# [Extract]
○ ○ ○ ○ ○
P568 Patients with ulcerative colitis after pouch surgery are at risk for low spinal bone mineral density: a cross sectional study

Pfeffer-Gik, T.(1)*;Godny , L.(1);Ollech, J.(1);Wasserberg, N.(2);White , I.(2);Barkan , R.(1);Cohen , S.(1);Avni-Biron, I.(1);Banai, H.(1);Snir, Y.(1);Yanai, H.(1);Yackobovich Gavan, M.(3,4);Shimon , I.(5);Tsvetov, G.(5);Broitman, Y.(1);Dotan, I.(1);

(1)Rabin Medical center- affiliated to the Sackler Faculty of Medicine- Tel Aviv University, Division of Gastroenterology, Petah Tikva, Israel;(2)Rabin Medical center- affiliated to the Sackler Faculty of Medicine- Tel Aviv University, Colorectal Unit- Division of Surgery, Petah Tikva, Israel;(3)Schneider Childrens Medical Center of Israel, The Jesse Z and Sara Lea Shafer Institute for Endocrinology and Diabetes- National Center for Childhood Diabetes, Petah Tikva, Israel;(4)Tel Aviv University, Dept. of Epidemiology and Preventive Medicine- School of Public Health- Sackler Faculty of Medicine, Tel Aviv, Israel;(5)Rabin medical center- Beilinson campus- affiliated to the Sackler Faculty of Medicine- Tel Aviv University, Institute of endocrinology- diabetes and metabolism, Petah Tikva, Israel;


Low bone mineral density (BMD) is prevalent in patients with inflammatory bowel diseases (IBD), specifically Crohn's disease (CD) due to multiple factors including active inflammation, use of corticosteroids, surgeries and nutritional deficiencies. Patients with ulcerative colitis (UC) who undergo total proctocolectomy and pouch surgery may develop small bowel inflammation (pouchitis) resembling CD.  Data regarding their BMD are scarce. We  assessed low BMD rates and risk factors in these patientsץ


Patients with UC-pouch ages 18-50 without BMD assessment in the past 5 years were recruited. BMD was assessed by dual-energy x-ray absorptiometry (DEXA). Clinical data, biochemical and inflammatory markers were detected and dietary patterns were assessed using validated questionnaires.
○ ○ ○ ○ ○
# [Exercise prompt]
Please continue the abstract on bone density in ulcerative colitis patients after pouch surgery, starting after its last sentence.

# [Dataset extract]
○ ○ ○ ○ ○
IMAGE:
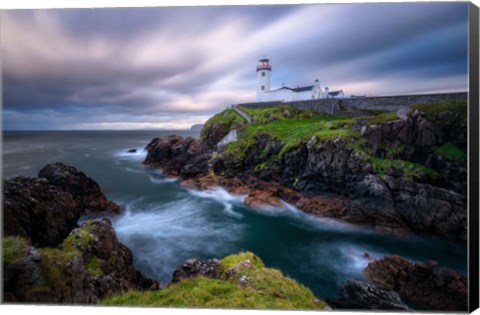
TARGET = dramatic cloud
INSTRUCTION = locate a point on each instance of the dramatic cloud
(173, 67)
○ ○ ○ ○ ○
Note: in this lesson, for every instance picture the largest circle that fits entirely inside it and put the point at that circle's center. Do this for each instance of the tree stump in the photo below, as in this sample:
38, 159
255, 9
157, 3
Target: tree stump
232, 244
○ ○ ○ ○ ○
# [Answer space]
Patients recruited-30: male/female 14/16; Median age 45 (IQR 31-51.7) years; median BMI 23.2 (IQR 21-26.5); median IBD duration 23 (IQR 15-30) years; median pouch age 17 (IQR 10-25) years.  Low BMD detected in 16/30 (53.3%): 6/30 (20%) osteoporosis,10/30 (33.3%) osteopenia. Low L1-L4 T-scores correlated with younger age, lower BMI and shorter disease duration (p= 0.001; p= 0.001; p= 0.023, respectively). In univariate analysis patients with low and normal BMD were comparable in age, gender, BMI, smoking, past and current medical treatment. In multivariate analysis younger age and lower BMI remained significant (age SE= 0.22, β 0.422 p=0.043, BMI SE=0.06, β=0.531 p=0.006)

 independently of sex, years since IBD diagnosis, and smoking. Dietary patterns were comparable (p=0.715).


Abnormally low BMD was prevalent in over half of patients with UC-Pouch. Interestingly younger age and lower BMI were risk factors for low spinal BMD. Dietary patterns did not account for the findings. BMD should be routinely assessed in patients with UC-pouch and intervention to correct abnormally low BMD should be planned.